Nothing past the line containing "Return the outline" belongs in the output. Copy exactly every line of the data below from the first up to and including it.

- Dataset:
--*--
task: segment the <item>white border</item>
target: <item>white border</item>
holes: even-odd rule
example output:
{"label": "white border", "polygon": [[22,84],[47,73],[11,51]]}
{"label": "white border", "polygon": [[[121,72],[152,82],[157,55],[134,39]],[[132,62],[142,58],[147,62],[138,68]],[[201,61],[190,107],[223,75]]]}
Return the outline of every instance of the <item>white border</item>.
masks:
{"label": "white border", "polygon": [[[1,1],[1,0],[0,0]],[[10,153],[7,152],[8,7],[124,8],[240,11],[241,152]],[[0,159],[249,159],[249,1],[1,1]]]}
--*--
- Solution for this problem:
task: segment the <item>white border</item>
target: <item>white border</item>
holes: even-odd rule
example output:
{"label": "white border", "polygon": [[22,84],[47,73],[11,51]]}
{"label": "white border", "polygon": [[[121,72],[152,82],[157,55],[134,39]],[[132,62],[142,58],[147,62],[138,68]],[[201,61],[190,107],[223,75]]]}
Return the outline of every instance of the <item>white border</item>.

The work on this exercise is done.